** THE TASK **
The listing beneath should be written out in full, exactly as shown.

Data extracted from a collection
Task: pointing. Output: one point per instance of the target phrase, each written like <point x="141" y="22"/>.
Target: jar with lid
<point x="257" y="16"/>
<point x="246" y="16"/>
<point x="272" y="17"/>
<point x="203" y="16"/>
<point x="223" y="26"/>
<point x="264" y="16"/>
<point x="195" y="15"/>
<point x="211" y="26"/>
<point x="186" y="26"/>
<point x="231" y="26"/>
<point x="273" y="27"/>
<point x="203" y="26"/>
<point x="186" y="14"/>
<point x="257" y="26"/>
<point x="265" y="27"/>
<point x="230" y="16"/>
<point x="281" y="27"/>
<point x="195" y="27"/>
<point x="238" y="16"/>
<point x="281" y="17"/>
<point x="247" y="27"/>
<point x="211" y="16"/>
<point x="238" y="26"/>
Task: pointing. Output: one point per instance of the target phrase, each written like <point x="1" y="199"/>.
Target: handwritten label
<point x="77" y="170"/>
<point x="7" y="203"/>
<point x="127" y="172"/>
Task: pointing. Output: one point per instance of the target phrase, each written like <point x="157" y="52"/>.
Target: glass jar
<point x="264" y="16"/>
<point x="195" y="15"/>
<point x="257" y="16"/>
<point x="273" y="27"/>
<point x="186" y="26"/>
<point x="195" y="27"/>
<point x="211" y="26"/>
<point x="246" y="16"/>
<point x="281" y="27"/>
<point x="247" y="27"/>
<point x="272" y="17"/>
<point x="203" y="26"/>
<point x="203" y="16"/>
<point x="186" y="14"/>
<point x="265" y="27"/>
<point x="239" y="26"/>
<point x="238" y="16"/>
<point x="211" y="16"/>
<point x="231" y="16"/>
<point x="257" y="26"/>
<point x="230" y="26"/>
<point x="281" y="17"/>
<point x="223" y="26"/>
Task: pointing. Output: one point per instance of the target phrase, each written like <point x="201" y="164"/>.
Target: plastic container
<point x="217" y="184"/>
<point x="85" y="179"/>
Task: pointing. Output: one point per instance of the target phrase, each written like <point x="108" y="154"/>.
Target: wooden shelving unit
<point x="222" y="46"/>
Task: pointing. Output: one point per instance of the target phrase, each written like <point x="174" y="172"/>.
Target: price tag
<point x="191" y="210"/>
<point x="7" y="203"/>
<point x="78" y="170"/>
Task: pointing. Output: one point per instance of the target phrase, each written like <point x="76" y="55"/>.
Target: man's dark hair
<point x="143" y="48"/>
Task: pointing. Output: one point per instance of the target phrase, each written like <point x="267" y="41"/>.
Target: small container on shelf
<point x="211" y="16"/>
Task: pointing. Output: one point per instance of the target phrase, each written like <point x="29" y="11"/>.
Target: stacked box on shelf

** THE RESULT **
Task: pointing. Output: one point per instance of the target phrase, each written like <point x="141" y="22"/>.
Target: jar with lid
<point x="257" y="16"/>
<point x="246" y="16"/>
<point x="272" y="17"/>
<point x="203" y="16"/>
<point x="223" y="26"/>
<point x="264" y="16"/>
<point x="195" y="15"/>
<point x="211" y="26"/>
<point x="186" y="26"/>
<point x="231" y="26"/>
<point x="273" y="27"/>
<point x="203" y="26"/>
<point x="186" y="14"/>
<point x="257" y="26"/>
<point x="265" y="27"/>
<point x="230" y="16"/>
<point x="281" y="27"/>
<point x="195" y="27"/>
<point x="238" y="16"/>
<point x="281" y="17"/>
<point x="247" y="27"/>
<point x="211" y="16"/>
<point x="238" y="26"/>
Task: pointing. Output: one point per instance of the target phrase, each written like <point x="1" y="199"/>.
Target: handwritten label
<point x="77" y="170"/>
<point x="7" y="203"/>
<point x="127" y="172"/>
Task: pointing. Output: one point per instance of the target phrase, each written like <point x="157" y="52"/>.
Target: glass jar
<point x="264" y="16"/>
<point x="195" y="15"/>
<point x="257" y="16"/>
<point x="273" y="27"/>
<point x="186" y="26"/>
<point x="195" y="27"/>
<point x="211" y="26"/>
<point x="246" y="16"/>
<point x="281" y="27"/>
<point x="247" y="27"/>
<point x="272" y="17"/>
<point x="203" y="26"/>
<point x="203" y="16"/>
<point x="186" y="14"/>
<point x="265" y="27"/>
<point x="239" y="26"/>
<point x="238" y="16"/>
<point x="211" y="16"/>
<point x="231" y="16"/>
<point x="257" y="26"/>
<point x="230" y="26"/>
<point x="281" y="17"/>
<point x="223" y="26"/>
Task: pointing. Output: one point per instance of the target phrase, each written like <point x="201" y="164"/>.
Target: plastic container
<point x="217" y="184"/>
<point x="85" y="179"/>
Task: pointing. Output: one point per instance of the target phrase, each written like <point x="108" y="154"/>.
Target: wooden shelving unit
<point x="222" y="46"/>
Task: pointing. Output: one point per instance of the target phrase, each written like <point x="174" y="172"/>.
Target: price tag
<point x="191" y="210"/>
<point x="7" y="203"/>
<point x="78" y="170"/>
Task: pointing. Output: one point per instance of the target phrase, each written like <point x="76" y="55"/>.
Target: man's dark hair
<point x="143" y="48"/>
Task: pointing. Output: one point per instance of the target phrase, each written like <point x="267" y="41"/>.
Target: small container on shelf
<point x="211" y="16"/>
Task: pointing. Output: one point per instance of the target phrase, each written like <point x="29" y="11"/>.
Target: stacked box on shelf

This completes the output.